[proofplan]
We compute the composite by running a polynomial-time machine for $f$ on the original input and then running a polynomial-time machine for $g$ on the resulting output. The only point needing care is that the running time of the second machine is controlled by the length of $f(x)$, so we first bound $|f(x)|$ by the running time of the machine computing $f$. Since a polynomial composed with a polynomial is again polynomial, the total running time is polynomial in $|x|$.
[/proofplan]
[step:Choose polynomial-time machines for the two functions]
Since $f$ is polynomial-time computable, there exist a deterministic Turing machine $M_f$ and a polynomial $p: \mathbb{N} \to \mathbb{N}$ such that, for every input word $x \in \Sigma^*$, the machine $M_f$ halts with output $f(x)$ in at most $p(|x|)$ steps.
Since $g$ is polynomial-time computable, there exist a deterministic Turing machine $M_g$ and a polynomial $q: \mathbb{N} \to \mathbb{N}$ such that, for every input word $y \in \Gamma^*$, the machine $M_g$ halts with output $g(y)$ in at most $q(|y|)$ steps.
[/step]
[step:Build the machine that computes the composite]
Define a deterministic Turing machine $M$ as follows. On input $x \in \Sigma^*$, first run $M_f$ on $x$ and store the output word $y := f(x) \in \Gamma^*$. Then run $M_g$ on input $y$ and output the resulting word $g(y) \in \Delta^*$.
For every $x \in \Sigma^*$, this machine halts and outputs
\begin{align*}
g(y) = g(f(x)) = (g \circ f)(x).
\end{align*}
Thus $M$ computes $g \circ f$.
[/step]
[step:Bound the intermediate output length by the first running time]
For every $x \in \Sigma^*$, the word $f(x)$ has length at most the number of steps used by $M_f$ on input $x$, up to an additive machine-dependent constant. Absorbing this constant into the polynomial bound, replace $p$ if necessary by a polynomial $p_1: \mathbb{N} \to \mathbb{N}$ such that $M_f$ runs in at most $p_1(|x|)$ steps and
\begin{align*}
|f(x)| \leq p_1(|x|)
\end{align*}
for every $x \in \Sigma^*$.
[guided]
The second stage runs $M_g$ on the word produced by the first stage, so its time bound depends on $|f(x)|$, not directly on $|x|$. We therefore need a length bound for the intermediate word.

WRITTEN EXERCISE 1: According to the proof on composing polynomial-time functions, why must the length of $f(x)$ be bounded before the total running time is estimated?
WRITTEN EXERCISE 2: Quote the passage of the proof on composing polynomial-time functions starting at "Since $g$ is" and ending at "most $q(|y|)$ steps.".
WRITTEN EXERCISE 3: Decide whether each statement agrees with the proof on composing polynomial-time functions, answering yes or no and quoting the deciding words: (a) The machine $M$ runs $M_g$ before it runs $M_f$. (b) The argument relies on the fact that a polynomial composed with a polynomial is again polynomial. (c) The machine $M_f$ is a nondeterministic Turing machine.

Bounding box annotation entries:
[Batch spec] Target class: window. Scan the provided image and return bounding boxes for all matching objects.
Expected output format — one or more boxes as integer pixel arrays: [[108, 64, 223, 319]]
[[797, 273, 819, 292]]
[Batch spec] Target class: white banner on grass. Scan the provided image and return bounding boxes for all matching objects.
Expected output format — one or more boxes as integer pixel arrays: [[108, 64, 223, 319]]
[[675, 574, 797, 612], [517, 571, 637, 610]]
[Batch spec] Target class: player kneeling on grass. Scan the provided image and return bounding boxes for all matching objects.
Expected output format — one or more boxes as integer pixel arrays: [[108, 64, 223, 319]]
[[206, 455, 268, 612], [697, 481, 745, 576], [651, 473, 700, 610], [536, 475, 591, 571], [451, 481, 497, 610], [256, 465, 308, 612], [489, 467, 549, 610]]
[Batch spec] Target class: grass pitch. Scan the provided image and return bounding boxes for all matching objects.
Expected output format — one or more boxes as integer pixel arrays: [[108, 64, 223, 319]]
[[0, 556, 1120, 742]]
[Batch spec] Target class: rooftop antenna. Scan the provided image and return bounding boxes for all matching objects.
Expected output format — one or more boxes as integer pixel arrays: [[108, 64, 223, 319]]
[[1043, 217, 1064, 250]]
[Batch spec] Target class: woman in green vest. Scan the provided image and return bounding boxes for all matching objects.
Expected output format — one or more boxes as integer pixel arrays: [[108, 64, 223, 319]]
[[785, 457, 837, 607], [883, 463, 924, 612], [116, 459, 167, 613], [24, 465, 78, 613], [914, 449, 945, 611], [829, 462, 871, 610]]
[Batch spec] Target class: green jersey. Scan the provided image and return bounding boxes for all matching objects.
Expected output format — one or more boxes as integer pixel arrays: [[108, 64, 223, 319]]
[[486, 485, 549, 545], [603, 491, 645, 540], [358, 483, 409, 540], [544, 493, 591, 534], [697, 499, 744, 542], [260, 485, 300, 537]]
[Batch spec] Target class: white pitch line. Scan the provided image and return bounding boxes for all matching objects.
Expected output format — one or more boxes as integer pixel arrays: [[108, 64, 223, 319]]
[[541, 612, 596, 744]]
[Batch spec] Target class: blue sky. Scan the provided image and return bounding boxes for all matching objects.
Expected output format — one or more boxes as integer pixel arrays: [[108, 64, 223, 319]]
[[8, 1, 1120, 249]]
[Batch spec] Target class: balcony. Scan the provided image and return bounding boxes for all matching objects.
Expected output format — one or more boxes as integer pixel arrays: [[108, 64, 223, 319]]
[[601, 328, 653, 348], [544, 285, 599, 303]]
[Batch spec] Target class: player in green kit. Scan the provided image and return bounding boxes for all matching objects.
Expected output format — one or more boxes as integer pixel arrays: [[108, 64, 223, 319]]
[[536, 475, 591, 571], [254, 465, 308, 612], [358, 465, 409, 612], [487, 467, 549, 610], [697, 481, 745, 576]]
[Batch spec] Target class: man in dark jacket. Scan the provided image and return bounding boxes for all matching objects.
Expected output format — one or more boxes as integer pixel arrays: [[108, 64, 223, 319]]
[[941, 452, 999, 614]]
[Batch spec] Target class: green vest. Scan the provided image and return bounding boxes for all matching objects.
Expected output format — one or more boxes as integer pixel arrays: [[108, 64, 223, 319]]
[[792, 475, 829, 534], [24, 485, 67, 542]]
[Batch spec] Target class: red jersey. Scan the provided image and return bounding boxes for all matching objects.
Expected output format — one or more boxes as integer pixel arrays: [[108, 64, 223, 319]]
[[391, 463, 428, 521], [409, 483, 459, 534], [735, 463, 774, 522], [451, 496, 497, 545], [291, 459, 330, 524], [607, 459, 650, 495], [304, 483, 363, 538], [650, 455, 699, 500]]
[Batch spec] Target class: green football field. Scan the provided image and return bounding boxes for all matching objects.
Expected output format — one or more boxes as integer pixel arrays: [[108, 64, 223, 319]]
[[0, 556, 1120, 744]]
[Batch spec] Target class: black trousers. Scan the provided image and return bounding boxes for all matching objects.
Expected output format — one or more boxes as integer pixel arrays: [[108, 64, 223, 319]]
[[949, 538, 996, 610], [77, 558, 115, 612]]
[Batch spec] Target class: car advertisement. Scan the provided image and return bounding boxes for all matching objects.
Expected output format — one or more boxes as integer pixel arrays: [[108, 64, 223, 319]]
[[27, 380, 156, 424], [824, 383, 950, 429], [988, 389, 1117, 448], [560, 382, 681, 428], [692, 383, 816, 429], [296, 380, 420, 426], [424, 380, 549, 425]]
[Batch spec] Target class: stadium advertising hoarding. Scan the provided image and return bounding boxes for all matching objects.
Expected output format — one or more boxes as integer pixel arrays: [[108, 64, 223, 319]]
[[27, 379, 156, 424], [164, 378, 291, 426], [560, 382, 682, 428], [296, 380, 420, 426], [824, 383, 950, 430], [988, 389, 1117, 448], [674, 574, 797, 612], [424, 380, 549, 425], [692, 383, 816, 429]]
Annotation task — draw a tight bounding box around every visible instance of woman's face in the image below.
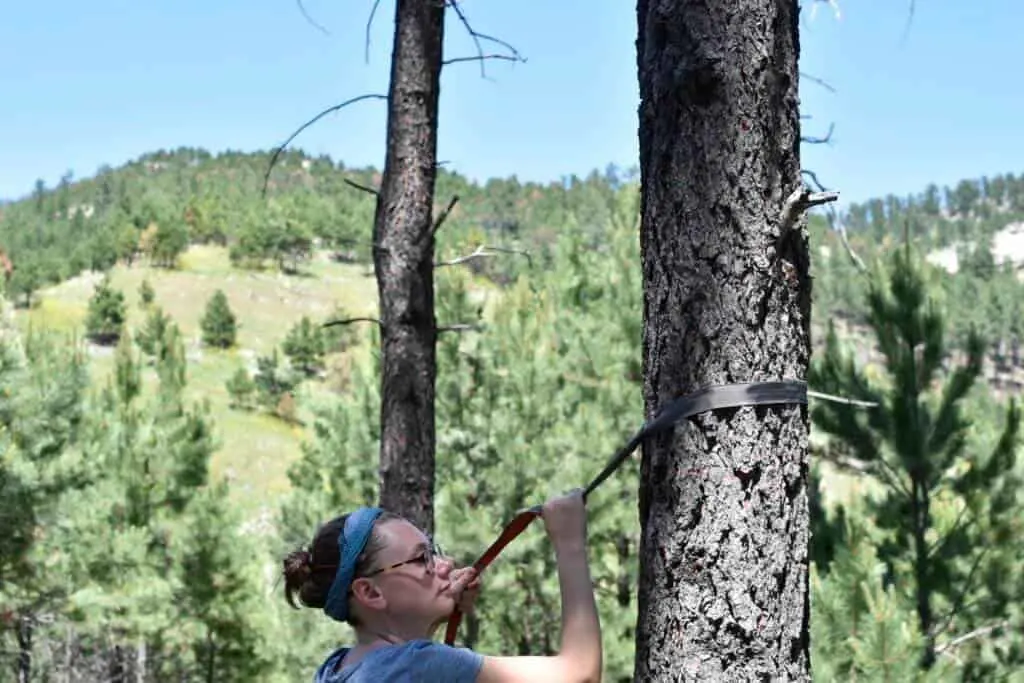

WRITTEN ANSWER 1: The machine $M_g$ is run on the word $f(x)$ produced by the first stage, so its time bound depends on $|f(x)|$ rather than directly on $|x|$. A length bound for this intermediate word is therefore needed to express the running time of the second stage in terms of $|x|$.

WRITTEN ANSWER 2:
Since $g$ is polynomial-time computable, there exist a deterministic Turing machine $M_g$ and a polynomial $q: \mathbb{N} \to \mathbb{N}$ such that, for every input word $y \in \Gamma^*$, the machine $M_g$ halts with output $g(y)$ in at most $q(|y|)$ steps.

WRITTEN ANSWER 3:
(a) No: "first run $M_f$ on $x$ and store the output word $y := f(x) \in \Gamma^*$. Then run $M_g$ on input $y$"
(b) Yes: "Since a polynomial composed with a polynomial is again polynomial, the total running time is polynomial in $|x|$."
(c) No: "there exist a deterministic Turing machine $M_f$"